### [Task prompt]
Copy the data below word for word, from its first line up to and including the line that contains "xmin=23 ymin=268 xmax=613 ymax=480".

### [Material for this task]
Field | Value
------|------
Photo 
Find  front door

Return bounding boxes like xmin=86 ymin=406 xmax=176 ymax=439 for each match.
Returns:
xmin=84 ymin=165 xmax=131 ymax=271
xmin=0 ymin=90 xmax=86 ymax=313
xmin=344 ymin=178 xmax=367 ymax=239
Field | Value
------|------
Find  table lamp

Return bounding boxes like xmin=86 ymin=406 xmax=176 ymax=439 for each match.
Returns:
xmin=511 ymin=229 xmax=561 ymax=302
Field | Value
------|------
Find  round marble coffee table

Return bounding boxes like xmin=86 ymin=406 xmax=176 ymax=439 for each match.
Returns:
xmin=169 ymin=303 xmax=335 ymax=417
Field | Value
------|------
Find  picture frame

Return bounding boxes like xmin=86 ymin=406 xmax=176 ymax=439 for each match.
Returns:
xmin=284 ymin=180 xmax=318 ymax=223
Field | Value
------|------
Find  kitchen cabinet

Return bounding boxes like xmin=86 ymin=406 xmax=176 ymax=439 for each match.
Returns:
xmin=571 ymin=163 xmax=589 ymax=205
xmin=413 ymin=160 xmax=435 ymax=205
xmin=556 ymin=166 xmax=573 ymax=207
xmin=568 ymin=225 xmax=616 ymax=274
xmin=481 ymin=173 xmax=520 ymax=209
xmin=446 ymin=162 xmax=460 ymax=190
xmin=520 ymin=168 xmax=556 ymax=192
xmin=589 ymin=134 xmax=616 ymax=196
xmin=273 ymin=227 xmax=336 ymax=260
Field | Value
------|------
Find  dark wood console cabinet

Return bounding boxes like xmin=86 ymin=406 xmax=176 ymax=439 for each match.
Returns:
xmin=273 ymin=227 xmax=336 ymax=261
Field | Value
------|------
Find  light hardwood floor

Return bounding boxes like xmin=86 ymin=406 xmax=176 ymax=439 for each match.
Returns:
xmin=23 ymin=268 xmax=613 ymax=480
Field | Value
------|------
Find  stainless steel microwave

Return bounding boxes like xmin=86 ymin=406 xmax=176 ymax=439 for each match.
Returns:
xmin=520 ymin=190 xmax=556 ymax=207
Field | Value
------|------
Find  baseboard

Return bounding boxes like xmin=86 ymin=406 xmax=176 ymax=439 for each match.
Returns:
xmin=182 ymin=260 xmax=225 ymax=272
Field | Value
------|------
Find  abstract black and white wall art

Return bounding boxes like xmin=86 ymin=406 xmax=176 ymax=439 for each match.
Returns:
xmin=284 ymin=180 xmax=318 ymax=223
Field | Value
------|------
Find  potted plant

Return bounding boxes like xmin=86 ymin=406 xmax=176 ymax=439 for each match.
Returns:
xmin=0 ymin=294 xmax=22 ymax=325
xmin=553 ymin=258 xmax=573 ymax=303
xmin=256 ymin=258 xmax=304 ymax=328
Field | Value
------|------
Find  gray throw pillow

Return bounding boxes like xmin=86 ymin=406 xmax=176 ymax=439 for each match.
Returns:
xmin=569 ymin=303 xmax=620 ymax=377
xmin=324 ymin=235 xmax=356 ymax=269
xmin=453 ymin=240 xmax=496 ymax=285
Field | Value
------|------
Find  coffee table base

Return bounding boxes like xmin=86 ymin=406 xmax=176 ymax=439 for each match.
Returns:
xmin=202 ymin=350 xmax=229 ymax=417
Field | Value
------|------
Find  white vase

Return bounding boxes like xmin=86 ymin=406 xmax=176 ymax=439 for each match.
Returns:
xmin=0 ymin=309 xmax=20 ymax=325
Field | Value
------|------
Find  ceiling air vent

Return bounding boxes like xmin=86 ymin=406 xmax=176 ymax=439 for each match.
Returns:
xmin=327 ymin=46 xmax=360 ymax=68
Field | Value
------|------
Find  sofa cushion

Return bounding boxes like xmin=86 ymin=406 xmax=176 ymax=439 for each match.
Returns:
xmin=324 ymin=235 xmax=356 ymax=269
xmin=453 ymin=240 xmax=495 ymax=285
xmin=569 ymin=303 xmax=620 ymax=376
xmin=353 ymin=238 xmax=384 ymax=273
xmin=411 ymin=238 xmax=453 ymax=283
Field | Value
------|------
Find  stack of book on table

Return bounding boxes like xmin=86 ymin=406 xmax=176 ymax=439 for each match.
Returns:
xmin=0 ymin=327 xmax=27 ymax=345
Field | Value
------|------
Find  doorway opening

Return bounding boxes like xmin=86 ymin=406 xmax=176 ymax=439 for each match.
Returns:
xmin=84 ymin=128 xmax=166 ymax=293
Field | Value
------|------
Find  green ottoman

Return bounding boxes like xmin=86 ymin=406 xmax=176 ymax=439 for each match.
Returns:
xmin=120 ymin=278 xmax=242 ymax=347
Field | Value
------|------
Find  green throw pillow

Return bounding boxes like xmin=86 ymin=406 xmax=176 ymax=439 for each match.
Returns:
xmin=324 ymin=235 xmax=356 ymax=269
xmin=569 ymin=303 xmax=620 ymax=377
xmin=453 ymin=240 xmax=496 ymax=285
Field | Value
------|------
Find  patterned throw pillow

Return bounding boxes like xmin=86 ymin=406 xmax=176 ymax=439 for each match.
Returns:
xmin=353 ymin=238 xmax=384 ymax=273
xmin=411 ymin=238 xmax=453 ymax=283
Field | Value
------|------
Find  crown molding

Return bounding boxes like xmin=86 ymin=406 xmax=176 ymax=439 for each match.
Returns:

### [Result of the task]
Field | Value
------|------
Photo 
Find  front door

Return bounding boxes like xmin=86 ymin=406 xmax=176 ymax=439 for each match.
Returns:
xmin=84 ymin=165 xmax=131 ymax=271
xmin=0 ymin=90 xmax=86 ymax=313
xmin=344 ymin=178 xmax=367 ymax=239
Field | Value
------|------
Find  table lamp

Return bounding boxes like xmin=86 ymin=406 xmax=176 ymax=439 for each match.
Returns:
xmin=511 ymin=229 xmax=561 ymax=302
Field | Value
------|------
Find  round marble coffee table

Return bounding boxes like xmin=86 ymin=406 xmax=176 ymax=439 for each match.
Returns:
xmin=169 ymin=303 xmax=335 ymax=417
Field | Value
------|------
Find  picture frame

Return bounding boxes like xmin=86 ymin=406 xmax=176 ymax=439 for each match.
Returns:
xmin=284 ymin=180 xmax=318 ymax=223
Field | Value
------|------
Find  kitchen cabinet

Return bounding boxes like xmin=86 ymin=406 xmax=176 ymax=439 for each match.
Returns:
xmin=571 ymin=163 xmax=589 ymax=205
xmin=413 ymin=160 xmax=435 ymax=205
xmin=556 ymin=166 xmax=573 ymax=207
xmin=568 ymin=225 xmax=616 ymax=274
xmin=481 ymin=173 xmax=520 ymax=209
xmin=446 ymin=162 xmax=460 ymax=190
xmin=520 ymin=168 xmax=556 ymax=192
xmin=589 ymin=134 xmax=616 ymax=196
xmin=273 ymin=227 xmax=336 ymax=260
Field | Value
------|------
Find  dark wood console cabinet

Return bounding boxes like xmin=86 ymin=406 xmax=176 ymax=439 for each match.
Returns:
xmin=273 ymin=227 xmax=336 ymax=261
Field | Value
------|------
Find  light hardwood floor

Return bounding boxes like xmin=86 ymin=406 xmax=176 ymax=439 for each match.
Returns:
xmin=23 ymin=268 xmax=613 ymax=480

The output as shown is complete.